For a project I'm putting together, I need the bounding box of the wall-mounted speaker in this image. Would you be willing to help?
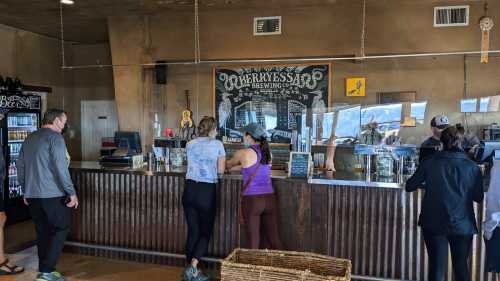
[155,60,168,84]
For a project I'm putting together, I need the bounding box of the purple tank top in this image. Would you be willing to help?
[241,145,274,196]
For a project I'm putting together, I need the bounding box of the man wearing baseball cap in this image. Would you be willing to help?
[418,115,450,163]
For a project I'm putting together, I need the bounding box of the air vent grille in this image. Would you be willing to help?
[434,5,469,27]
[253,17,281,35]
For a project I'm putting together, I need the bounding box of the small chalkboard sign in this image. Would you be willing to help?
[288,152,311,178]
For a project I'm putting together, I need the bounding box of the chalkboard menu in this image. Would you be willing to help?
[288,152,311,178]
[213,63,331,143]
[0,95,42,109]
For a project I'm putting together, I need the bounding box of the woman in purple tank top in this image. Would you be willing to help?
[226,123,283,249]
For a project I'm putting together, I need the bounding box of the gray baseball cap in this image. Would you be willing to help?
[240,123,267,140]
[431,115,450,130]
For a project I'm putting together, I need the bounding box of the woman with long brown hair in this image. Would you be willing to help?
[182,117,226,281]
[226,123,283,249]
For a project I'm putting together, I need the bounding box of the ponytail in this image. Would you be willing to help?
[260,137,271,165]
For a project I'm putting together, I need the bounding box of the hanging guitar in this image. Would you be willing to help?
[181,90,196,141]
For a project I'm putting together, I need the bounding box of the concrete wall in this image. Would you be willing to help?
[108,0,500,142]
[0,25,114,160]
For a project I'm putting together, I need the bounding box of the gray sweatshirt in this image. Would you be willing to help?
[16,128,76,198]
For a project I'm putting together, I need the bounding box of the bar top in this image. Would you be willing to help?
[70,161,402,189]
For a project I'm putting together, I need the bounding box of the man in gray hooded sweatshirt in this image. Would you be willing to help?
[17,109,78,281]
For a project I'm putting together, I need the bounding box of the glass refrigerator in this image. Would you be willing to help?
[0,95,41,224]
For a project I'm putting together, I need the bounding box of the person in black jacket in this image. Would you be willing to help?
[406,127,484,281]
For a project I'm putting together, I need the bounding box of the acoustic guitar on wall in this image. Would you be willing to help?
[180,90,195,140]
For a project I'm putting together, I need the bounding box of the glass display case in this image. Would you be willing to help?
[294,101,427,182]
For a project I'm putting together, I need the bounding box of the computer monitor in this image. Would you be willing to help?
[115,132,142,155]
══════════════════════════════
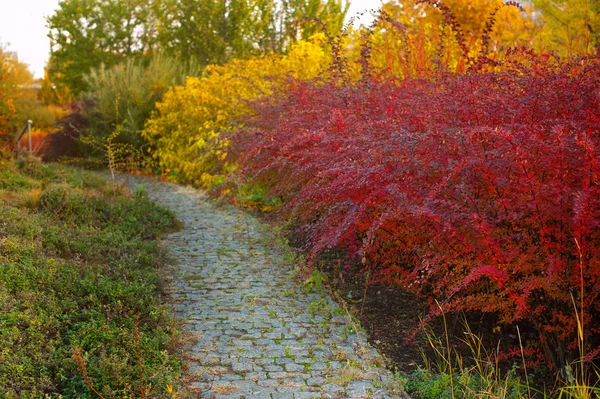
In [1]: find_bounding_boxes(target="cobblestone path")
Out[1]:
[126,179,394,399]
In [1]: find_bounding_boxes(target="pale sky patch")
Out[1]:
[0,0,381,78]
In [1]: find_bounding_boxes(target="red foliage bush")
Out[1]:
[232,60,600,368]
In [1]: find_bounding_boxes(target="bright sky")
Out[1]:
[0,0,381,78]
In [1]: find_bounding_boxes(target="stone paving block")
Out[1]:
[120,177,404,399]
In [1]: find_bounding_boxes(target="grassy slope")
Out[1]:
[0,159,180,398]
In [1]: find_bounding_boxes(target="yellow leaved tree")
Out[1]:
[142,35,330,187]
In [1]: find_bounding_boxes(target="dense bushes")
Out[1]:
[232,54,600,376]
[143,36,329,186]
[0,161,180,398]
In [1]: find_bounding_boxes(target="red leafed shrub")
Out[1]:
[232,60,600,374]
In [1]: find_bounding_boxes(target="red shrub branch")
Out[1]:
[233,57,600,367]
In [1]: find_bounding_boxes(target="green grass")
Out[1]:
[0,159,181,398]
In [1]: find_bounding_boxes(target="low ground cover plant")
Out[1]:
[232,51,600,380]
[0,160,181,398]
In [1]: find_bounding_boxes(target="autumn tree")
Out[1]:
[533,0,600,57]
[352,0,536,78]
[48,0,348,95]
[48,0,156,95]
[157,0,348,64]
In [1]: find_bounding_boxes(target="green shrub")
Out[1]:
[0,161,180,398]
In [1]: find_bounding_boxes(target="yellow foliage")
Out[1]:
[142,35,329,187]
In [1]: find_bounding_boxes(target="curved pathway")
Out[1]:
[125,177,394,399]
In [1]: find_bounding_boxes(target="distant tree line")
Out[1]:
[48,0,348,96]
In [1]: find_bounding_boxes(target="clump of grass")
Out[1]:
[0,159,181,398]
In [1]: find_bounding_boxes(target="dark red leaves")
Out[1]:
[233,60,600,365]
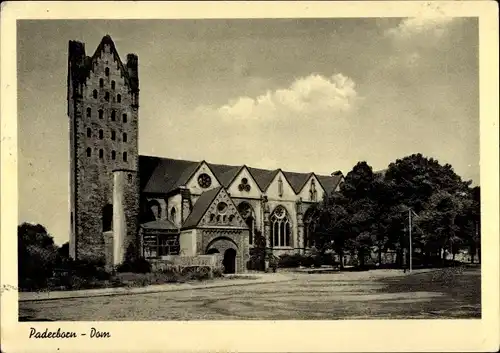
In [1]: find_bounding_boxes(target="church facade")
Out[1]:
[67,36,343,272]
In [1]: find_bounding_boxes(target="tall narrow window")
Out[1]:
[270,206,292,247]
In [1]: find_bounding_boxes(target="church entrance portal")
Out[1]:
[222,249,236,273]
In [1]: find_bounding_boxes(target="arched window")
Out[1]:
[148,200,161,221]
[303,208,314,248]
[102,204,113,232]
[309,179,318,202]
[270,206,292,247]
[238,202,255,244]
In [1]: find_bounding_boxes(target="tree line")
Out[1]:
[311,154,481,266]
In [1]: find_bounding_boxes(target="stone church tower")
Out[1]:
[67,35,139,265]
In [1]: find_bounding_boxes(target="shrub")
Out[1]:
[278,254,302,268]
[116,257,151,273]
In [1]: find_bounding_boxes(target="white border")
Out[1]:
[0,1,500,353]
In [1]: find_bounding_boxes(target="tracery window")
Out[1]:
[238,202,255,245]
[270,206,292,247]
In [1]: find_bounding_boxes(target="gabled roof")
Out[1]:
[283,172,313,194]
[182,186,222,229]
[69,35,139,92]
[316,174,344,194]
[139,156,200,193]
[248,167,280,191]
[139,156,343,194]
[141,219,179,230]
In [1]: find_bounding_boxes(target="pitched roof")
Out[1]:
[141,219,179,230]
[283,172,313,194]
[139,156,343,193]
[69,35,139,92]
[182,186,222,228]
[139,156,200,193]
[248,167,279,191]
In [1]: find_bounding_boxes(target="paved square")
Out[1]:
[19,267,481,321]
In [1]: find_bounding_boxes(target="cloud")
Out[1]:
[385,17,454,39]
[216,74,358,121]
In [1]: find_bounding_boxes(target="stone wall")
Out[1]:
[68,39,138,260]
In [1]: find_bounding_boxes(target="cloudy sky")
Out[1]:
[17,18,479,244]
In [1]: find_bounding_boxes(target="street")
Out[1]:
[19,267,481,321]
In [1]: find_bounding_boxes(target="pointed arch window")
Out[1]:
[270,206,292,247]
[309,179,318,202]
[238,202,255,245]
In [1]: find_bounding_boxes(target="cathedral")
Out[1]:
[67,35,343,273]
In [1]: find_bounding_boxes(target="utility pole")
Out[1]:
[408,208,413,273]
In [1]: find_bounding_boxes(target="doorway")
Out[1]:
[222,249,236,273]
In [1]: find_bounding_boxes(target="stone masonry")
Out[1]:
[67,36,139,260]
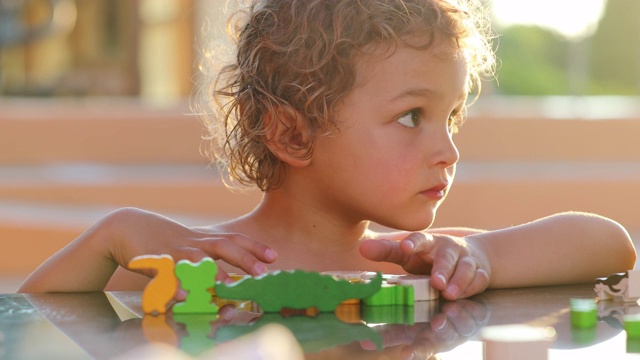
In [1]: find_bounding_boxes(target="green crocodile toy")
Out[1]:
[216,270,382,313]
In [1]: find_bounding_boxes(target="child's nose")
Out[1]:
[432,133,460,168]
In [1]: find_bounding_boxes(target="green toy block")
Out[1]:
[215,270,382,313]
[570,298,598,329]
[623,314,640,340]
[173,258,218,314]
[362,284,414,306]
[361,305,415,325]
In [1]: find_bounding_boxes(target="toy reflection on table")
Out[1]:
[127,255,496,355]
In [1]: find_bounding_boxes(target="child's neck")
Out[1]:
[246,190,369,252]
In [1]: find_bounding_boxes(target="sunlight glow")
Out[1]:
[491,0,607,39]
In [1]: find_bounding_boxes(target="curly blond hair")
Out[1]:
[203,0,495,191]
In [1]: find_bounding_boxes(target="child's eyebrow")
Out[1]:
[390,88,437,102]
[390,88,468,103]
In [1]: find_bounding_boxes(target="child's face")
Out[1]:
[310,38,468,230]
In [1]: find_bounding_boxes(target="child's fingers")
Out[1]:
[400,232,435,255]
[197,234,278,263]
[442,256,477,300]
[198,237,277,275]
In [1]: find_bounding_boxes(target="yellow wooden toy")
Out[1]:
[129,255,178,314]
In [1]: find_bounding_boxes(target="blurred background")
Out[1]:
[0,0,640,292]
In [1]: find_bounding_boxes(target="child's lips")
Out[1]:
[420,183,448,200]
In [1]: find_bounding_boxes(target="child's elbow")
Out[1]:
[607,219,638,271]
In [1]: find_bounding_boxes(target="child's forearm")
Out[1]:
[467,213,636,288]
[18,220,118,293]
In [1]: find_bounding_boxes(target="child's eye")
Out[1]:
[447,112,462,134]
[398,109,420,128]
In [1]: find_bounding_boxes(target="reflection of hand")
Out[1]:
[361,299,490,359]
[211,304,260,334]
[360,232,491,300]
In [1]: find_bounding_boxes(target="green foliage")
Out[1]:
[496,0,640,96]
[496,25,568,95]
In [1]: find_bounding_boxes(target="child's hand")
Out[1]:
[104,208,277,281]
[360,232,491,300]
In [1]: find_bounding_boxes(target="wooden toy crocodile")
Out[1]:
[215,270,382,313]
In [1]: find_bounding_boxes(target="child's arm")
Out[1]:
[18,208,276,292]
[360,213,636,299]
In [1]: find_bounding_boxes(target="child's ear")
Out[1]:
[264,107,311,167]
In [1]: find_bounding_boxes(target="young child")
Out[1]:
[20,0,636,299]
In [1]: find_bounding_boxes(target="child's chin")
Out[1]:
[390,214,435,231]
══════════════════════════════
Reproduce the stretch of lines from the one containing "of the wall-mounted" through the one containing "[241,145,274,196]", both included, word for word. Leave out the picture.

For a project I'm putting together, I need the bounding box of the wall-mounted speaker in this image. Would you be willing to help?
[155,60,168,84]
For a project I'm putting together, I need the bounding box of the purple tank top in this image. Would you be willing to help?
[241,145,274,196]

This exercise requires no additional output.